■ **GESTELLTE AUFGABE**: Gib das gesamte Material unten als CSV mit den zwei Spalten „eingabe“ und „ausgabe“ wieder, mit einer Zeile pro Eintrag für dessen Text und die zugehörige Antwort. Setz jedes Feld in Anführungszeichen und ersetze Zeilenumbrüche durch Leerzeichen.

■ **GEZEIGTES MATERIAL**:
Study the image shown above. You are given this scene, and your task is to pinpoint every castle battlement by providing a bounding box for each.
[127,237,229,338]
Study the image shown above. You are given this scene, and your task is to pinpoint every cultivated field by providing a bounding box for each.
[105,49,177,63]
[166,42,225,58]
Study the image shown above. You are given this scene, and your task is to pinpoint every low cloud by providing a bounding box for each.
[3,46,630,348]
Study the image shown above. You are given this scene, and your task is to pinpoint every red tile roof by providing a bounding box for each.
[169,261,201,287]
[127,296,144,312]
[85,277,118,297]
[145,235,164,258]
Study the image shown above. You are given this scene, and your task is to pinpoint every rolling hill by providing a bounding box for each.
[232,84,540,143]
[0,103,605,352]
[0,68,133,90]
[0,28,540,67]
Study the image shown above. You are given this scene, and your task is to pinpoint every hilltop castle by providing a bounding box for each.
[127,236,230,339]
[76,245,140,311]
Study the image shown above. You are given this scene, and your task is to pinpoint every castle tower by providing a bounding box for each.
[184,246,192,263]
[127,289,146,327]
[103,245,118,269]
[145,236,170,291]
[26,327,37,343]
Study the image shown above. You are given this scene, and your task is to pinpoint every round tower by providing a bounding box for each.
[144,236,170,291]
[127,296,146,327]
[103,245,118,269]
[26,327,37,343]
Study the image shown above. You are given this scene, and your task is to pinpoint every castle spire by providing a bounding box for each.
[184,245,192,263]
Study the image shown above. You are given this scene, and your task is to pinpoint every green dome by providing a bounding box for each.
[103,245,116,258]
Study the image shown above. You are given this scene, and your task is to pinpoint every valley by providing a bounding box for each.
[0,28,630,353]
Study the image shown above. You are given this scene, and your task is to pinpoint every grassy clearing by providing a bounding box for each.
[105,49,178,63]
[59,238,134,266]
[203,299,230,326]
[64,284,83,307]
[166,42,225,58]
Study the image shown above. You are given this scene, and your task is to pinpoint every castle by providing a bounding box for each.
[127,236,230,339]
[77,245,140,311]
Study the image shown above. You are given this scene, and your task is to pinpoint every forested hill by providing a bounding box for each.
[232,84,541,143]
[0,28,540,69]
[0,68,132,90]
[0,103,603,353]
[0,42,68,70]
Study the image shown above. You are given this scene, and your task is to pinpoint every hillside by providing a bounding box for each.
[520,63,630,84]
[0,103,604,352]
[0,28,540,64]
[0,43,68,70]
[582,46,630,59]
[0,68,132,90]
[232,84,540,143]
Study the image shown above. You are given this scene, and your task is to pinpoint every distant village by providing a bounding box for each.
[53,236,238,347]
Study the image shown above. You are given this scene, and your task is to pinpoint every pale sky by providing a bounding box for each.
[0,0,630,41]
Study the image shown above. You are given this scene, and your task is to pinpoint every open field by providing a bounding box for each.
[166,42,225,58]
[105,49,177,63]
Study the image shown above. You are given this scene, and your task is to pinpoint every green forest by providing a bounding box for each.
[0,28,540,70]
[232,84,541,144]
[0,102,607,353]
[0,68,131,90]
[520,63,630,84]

■ **LÖSUNG DER AUFGABE**:
eingabe,ausgabe
"Study the image shown above. You are given this scene, and your task is to pinpoint every castle battlement by providing a bounding box for each.","[127,237,229,338]"
"Study the image shown above. You are given this scene, and your task is to pinpoint every cultivated field by providing a bounding box for each.","[105,49,177,63] [166,42,225,58]"
"Study the image shown above. You are given this scene, and your task is to pinpoint every low cloud by providing a bounding box for each.","[3,46,630,348]"
"Study the image shown above. You are given this scene, and your task is to pinpoint every red tile roof by providing a bounding box for each.","[169,261,201,287] [127,296,144,312] [85,277,118,297] [145,235,164,258]"
"Study the image shown above. You are given this scene, and your task is to pinpoint every rolling hill by providing a bounding box for each.","[232,84,540,143] [0,103,605,352] [0,68,133,90] [0,28,540,67]"
"Study the image shown above. You are given this scene, and your task is to pinpoint every hilltop castle by providing a bounding box for each.","[127,236,230,339] [76,245,140,311]"
"Study the image shown above. You are given this scene, and your task is to pinpoint every castle tower by providing a bounding box for each.","[184,246,192,263] [127,289,146,327] [103,245,118,269] [145,236,170,291] [26,327,37,343]"
"Study the image shown above. You are given this scene, and your task is to pinpoint every round tower by providing a bounding box for each.","[144,236,170,291] [127,296,146,327] [103,245,118,269] [26,327,37,343]"
"Study the image shown above. You are given this scene, and your task is to pinpoint every castle spire by providing a bounding box for each.","[184,245,192,263]"
"Study the image shown above. You are given this scene, and your task is to pinpoint every green dome by providing a bounding box for each.","[103,245,116,258]"
"Study the image shown above. You are given this scene, and your task is to pinpoint every valley by providing a bounding box for each.","[0,28,630,353]"
"Study the image shown above. You are given this scene, and your task is to pinpoint every grassy clearing by providing a bounding box for each.","[105,49,178,63] [59,238,134,266] [203,299,230,326] [64,284,83,307] [166,42,225,58]"
"Study the image shown above. You are given this scene, and your task is to pinpoint every castle by providing a bounding box for each.","[127,236,230,339] [77,245,140,311]"
"Study the image shown above. You are given this scene, and your task is to pinpoint every forested hill by providing a bounding box for each.","[232,84,541,143] [0,28,540,69] [0,68,132,90] [0,103,603,353] [0,42,68,70]"
"Study the image shown above. You are given this scene, and your task is to pinpoint every hillside by providing a bounding box for each.","[520,63,630,84] [0,103,604,352] [0,28,540,64] [0,43,68,70] [582,46,630,59] [0,68,132,90] [232,84,540,143]"
"Study the image shown above. You are given this scene, and your task is to pinpoint every distant village by providing a bounding box for each.","[53,236,238,347]"
"Study the image shown above. You are given this scene, and your task is to pinpoint every pale sky by providing a bounding box for each.","[0,0,630,41]"
"Study the image shown above. You are given this scene, and your task is to pinpoint every open field by providing a bounding box for each.","[166,42,225,58] [105,49,177,63]"
"Study the image shown above. You are given this scene, and your task is to pinpoint every green forest by providing a bounding box for each.","[0,28,540,70] [232,84,541,144] [0,102,607,353] [0,68,131,90] [520,63,630,84]"